Since the media in English-speaking countries (and other popular travel sites) use the new name, it is reasonable to believe that anyone with an interest in the country will know that name. The redirect from Swaziland will take care of anyone still using the old name. I don't think it is reasonable to say that our tiny pool of contributors can make a better call on this than the much larger pool of contributors at Wikipedia, and international media, and other travel sites. I have posted a note at WV:Requests for comment to solicit more input. Ground Zero (talk) 19:43, 1 February 2019 (UTC)

I don't think those articles should be moved, I am unconvinced this article should be moved, and I think Cote d'Ivoire should probably be moved to Ivory Coast. Consensus rules, so I'll probably be overruled on this name, but you've got my opinion. Ikan Kekek (talk) 20:17, 1 February 2019 (UTC)
  • Move I think This should definitely be move because the king denounced its colonial name Swaziland from its constitution and Eswatini has become the official English name. For example Rhodesia and Zaire old names for Zimbabwe/DRC are no longer in use and as time goes on you will find more sources relating to Eswatini rather than Swaziland Swaziland is slowly becoming extinct. —The preceding comment was added by Ben2949 (talkcontribs)
========
Jobs -
**1)** In the Eswatini renaming discussion, condense the paragraph beginning "Since the media in English-speaking countries" while keeping its main points.
**2)** Put this sentence from the renaming discussion into Spanish: "The redirect from Swaziland will take care of anyone still using the old name."
**3)** From the renaming discussion, extract the passage starting at "I don't think those" and ending at "by Ben2949 (talkcontribs)".

Data -
========
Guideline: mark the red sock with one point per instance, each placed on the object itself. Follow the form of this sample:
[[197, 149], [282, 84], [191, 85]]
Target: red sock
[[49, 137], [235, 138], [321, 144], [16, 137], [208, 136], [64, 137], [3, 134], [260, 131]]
========
Answers to the tasks -
**1)** English-language media and other travel sites use the new name, so people interested in the country will likely know it. The redirect from Swaziland will catch anyone still using the old name. Ground Zero doubts that this site's small group of contributors can judge the matter better than Wikipedia, international media, and other travel sites. A note has been posted at WV:Requests for comment to gather more input.

**2)** La redirección desde Swaziland se encargará de cualquiera que todavía use el nombre antiguo.

**3)**
I don't think those articles should be moved, I am unconvinced this article should be moved, and I think Cote d'Ivoire should probably be moved to Ivory Coast. Consensus rules, so I'll probably be overruled on this name, but you've got my opinion. Ikan Kekek (talk) 20:17, 1 February 2019 (UTC)
  • Move I think This should definitely be move because the king denounced its colonial name Swaziland from its constitution and Eswatini has become the official English name. For example Rhodesia and Zaire old names for Zimbabwe/DRC are no longer in use and as time goes on you will find more sources relating to Eswatini rather than Swaziland Swaziland is slowly becoming extinct. —The preceding comment was added by Ben2949 (talkcontribs)